The exercise: Find every line in the records that contains the string "hair", matching case exactly, and copy each such line.
─── Records to use ───
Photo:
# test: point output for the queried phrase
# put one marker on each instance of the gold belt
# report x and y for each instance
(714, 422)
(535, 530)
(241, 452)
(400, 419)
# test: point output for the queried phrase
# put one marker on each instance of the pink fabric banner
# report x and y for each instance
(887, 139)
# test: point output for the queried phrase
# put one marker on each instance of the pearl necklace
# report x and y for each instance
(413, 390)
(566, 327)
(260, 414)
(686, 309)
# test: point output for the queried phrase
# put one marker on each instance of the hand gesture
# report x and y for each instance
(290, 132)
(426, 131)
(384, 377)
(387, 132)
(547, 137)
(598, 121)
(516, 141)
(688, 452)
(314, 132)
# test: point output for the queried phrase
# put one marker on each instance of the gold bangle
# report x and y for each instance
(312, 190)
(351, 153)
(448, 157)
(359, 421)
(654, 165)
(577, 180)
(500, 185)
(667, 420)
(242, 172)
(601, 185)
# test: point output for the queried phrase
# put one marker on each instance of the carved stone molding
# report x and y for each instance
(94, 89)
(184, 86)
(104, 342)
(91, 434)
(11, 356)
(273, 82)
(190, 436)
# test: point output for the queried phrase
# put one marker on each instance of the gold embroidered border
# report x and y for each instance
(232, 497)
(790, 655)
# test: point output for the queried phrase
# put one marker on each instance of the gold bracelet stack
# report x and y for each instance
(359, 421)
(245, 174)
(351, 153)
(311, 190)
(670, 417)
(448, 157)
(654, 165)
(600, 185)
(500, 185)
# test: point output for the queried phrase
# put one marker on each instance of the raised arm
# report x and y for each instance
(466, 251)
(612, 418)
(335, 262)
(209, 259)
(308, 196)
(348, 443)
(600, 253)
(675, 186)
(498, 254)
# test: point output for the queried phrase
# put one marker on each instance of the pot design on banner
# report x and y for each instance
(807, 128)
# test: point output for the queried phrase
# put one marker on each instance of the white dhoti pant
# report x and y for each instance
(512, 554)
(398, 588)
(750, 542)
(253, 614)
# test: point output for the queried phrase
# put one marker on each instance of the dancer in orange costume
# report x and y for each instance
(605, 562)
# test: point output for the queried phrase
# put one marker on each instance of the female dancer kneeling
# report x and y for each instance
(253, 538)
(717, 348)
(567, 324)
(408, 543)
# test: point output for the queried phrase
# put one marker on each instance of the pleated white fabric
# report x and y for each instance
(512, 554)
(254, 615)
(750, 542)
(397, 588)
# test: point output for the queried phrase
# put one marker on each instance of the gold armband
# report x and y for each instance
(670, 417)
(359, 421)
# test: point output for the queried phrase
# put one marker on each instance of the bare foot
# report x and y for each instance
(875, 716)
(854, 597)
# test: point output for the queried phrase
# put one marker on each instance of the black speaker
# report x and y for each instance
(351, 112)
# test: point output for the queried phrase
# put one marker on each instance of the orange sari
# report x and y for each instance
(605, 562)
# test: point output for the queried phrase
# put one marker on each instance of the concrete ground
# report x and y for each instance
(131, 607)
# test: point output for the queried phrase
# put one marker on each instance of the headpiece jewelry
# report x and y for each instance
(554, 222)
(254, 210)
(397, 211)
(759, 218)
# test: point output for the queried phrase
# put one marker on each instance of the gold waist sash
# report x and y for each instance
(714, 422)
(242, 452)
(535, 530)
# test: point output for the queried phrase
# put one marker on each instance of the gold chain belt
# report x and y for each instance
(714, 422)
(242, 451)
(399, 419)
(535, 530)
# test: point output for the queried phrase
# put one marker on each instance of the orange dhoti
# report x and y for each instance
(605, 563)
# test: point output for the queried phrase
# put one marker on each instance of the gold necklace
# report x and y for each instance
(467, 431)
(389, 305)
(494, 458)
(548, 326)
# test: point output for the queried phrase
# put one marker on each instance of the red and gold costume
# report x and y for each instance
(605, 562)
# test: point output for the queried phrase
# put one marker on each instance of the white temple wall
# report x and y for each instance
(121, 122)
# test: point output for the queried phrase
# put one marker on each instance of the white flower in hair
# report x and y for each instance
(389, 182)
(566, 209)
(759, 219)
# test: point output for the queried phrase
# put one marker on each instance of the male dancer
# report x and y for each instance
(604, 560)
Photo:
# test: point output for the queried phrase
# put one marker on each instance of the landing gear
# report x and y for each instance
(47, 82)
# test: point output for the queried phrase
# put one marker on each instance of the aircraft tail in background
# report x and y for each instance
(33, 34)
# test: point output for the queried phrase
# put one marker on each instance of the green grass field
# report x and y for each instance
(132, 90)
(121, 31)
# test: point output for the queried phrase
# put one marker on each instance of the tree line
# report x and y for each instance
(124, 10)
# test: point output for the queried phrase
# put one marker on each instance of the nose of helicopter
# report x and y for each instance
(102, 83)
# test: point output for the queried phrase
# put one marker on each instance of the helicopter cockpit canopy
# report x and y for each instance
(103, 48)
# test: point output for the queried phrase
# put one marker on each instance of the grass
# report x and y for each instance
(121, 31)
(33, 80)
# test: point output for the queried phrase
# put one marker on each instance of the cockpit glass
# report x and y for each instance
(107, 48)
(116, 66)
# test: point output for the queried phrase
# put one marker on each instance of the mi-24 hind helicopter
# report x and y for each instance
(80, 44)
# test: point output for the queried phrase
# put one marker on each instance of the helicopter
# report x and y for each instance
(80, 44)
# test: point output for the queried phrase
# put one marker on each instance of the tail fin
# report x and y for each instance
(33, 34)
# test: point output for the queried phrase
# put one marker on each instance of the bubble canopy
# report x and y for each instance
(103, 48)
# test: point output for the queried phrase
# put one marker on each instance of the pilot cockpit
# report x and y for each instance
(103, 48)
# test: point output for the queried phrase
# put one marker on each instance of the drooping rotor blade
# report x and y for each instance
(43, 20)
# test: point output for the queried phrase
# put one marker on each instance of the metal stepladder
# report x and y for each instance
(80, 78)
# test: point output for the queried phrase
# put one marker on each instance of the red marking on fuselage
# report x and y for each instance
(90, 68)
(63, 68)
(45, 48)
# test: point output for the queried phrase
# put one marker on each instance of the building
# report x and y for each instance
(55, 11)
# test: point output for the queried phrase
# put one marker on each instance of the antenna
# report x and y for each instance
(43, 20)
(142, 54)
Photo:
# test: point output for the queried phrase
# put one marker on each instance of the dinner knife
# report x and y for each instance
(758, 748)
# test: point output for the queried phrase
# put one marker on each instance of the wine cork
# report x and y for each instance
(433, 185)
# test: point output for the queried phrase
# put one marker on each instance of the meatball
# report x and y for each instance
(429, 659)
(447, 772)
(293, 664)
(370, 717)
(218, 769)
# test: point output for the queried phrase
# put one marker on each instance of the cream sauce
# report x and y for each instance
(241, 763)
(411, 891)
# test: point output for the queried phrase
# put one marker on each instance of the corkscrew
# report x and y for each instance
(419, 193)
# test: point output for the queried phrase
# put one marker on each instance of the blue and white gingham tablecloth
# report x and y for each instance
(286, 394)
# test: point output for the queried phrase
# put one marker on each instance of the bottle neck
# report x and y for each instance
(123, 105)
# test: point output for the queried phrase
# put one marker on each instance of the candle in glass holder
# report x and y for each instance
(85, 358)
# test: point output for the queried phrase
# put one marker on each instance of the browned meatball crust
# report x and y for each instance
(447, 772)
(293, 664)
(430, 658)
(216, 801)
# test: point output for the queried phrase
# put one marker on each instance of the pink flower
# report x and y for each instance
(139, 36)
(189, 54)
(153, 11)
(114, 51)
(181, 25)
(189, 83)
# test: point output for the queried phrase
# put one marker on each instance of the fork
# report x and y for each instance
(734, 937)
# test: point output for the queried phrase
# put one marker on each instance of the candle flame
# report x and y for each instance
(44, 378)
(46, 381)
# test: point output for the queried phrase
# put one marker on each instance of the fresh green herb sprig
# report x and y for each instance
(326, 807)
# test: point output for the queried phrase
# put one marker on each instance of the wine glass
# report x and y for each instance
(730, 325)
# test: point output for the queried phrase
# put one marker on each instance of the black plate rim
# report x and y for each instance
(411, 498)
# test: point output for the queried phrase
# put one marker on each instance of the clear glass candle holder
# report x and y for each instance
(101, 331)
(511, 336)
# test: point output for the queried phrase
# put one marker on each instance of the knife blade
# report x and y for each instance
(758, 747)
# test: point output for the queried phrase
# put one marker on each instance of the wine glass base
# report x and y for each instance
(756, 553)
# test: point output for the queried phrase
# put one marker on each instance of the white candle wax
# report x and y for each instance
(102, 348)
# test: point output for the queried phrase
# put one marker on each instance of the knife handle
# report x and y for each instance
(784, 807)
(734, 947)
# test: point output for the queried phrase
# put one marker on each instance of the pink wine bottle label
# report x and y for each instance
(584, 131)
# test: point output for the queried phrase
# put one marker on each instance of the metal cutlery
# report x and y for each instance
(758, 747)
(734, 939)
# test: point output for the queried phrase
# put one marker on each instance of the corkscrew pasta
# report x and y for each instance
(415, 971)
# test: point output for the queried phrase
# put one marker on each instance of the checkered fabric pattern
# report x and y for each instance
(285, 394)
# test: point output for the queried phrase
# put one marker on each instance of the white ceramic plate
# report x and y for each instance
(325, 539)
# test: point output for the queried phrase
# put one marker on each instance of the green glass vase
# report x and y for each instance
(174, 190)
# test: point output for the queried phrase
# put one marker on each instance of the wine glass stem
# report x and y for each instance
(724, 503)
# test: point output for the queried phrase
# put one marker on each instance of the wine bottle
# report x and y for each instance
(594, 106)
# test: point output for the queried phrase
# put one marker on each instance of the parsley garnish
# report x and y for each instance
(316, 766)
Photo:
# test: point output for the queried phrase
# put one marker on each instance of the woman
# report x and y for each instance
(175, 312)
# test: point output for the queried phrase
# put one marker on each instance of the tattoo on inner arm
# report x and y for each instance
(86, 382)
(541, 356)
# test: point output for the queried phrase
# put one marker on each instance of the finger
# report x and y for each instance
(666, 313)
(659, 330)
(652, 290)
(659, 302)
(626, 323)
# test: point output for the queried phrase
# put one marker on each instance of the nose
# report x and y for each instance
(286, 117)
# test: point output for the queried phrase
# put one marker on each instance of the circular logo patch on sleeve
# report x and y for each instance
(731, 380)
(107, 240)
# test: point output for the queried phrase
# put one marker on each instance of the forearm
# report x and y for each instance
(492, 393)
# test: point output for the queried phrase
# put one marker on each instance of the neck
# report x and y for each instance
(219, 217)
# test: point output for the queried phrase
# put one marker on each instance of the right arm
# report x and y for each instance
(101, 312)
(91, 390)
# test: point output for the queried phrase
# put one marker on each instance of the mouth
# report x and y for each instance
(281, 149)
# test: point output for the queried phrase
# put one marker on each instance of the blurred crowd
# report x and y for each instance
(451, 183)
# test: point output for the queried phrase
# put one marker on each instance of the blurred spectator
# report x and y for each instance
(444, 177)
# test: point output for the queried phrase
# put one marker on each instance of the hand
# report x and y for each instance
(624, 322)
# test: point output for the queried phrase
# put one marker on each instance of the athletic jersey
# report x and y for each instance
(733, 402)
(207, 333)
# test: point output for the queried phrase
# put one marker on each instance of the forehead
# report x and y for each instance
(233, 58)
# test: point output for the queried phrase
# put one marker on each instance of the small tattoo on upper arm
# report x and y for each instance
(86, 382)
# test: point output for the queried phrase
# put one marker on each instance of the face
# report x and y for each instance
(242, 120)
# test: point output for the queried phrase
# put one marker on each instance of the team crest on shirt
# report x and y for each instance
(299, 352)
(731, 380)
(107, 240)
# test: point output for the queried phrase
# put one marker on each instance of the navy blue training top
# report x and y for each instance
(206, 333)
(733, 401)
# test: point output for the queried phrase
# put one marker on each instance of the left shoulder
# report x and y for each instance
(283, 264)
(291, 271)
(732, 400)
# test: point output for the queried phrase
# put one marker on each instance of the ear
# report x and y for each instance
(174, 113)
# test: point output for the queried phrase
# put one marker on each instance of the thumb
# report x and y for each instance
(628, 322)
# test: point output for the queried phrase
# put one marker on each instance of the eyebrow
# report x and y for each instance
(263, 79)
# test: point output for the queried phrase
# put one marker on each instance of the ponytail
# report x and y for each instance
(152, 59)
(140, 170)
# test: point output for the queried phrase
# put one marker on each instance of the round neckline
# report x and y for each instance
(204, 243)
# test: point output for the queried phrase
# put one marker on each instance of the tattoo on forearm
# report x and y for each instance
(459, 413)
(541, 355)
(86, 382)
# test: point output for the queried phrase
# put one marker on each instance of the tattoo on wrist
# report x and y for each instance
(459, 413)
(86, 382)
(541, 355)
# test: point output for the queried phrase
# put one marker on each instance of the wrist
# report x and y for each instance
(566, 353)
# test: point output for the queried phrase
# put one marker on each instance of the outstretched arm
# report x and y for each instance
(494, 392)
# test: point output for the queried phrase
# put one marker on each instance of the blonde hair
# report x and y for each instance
───
Expected answer:
# put one marker on each instance of the white flower in hair
# put one marker on each instance of the blonde hair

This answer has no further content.